> **TASK DESCRIPTION**:
Exactly and only the lines from the one containing "In this picture, where can the stone building" through the close of the entries below are to be set down.

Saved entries

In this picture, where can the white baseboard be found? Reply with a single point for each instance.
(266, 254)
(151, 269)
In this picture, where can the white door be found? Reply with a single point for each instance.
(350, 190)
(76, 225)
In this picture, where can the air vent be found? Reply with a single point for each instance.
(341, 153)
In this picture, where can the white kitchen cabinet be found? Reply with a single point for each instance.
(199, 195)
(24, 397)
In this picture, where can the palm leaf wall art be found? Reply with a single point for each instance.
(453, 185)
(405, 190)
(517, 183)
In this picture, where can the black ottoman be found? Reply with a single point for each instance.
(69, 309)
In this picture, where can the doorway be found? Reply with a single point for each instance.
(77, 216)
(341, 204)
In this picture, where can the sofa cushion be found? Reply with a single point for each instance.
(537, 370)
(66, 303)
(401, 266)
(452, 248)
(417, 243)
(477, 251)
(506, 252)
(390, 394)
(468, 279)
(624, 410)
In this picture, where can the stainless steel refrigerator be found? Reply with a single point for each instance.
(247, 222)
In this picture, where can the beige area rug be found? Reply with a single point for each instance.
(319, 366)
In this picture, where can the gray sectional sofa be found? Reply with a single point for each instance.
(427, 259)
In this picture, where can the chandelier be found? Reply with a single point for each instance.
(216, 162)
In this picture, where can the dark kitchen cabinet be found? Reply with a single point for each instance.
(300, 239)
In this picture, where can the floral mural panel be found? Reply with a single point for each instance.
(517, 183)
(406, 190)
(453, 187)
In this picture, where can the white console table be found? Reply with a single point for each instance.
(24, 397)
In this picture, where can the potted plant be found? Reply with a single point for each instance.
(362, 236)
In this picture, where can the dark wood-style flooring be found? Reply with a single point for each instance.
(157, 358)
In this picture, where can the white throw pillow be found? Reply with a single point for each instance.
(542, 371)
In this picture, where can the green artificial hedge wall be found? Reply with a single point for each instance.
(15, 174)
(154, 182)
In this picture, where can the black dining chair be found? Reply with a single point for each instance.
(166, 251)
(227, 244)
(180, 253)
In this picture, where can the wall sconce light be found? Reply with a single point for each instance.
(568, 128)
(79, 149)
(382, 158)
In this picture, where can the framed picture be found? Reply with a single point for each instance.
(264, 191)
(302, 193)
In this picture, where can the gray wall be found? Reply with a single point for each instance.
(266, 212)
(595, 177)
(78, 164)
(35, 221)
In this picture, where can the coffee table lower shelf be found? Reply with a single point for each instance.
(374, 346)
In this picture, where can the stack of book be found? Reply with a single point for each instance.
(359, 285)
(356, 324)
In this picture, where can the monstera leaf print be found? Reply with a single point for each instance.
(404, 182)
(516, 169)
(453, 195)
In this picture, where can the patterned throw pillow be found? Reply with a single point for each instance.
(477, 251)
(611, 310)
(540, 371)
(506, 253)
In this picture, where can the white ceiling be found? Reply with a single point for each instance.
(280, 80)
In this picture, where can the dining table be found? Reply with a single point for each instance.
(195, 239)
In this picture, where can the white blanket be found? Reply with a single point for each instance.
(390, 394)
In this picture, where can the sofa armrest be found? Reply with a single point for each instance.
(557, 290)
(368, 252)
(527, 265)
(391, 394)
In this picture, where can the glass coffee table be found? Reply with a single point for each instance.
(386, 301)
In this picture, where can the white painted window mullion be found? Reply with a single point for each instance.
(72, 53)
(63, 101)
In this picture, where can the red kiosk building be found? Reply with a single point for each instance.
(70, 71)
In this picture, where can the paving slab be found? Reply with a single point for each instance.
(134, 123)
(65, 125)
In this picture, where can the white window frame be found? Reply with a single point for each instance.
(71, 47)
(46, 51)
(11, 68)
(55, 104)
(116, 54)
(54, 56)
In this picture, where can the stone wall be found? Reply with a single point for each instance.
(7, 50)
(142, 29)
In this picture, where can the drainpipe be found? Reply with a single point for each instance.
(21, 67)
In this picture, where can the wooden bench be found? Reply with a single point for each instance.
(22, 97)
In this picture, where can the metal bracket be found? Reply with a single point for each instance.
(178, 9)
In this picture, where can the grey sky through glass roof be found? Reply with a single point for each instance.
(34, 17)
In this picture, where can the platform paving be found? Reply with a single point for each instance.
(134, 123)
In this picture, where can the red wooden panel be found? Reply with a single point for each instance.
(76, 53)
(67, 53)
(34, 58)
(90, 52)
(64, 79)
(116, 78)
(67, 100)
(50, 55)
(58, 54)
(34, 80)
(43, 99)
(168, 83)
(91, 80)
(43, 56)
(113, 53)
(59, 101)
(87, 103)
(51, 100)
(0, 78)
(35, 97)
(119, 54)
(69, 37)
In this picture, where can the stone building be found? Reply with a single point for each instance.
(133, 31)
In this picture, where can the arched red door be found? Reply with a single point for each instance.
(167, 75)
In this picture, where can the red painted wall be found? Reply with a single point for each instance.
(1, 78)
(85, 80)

> **REPLY TO THE EXERCISE**:
In this picture, where can the stone building be found? Reply with a single point for each instance.
(133, 31)
In this picture, where can the arched red door be found? Reply with a single point for each instance.
(167, 75)
In this picture, where can the red painted wall be found? Reply with a single point for each instance.
(1, 78)
(85, 80)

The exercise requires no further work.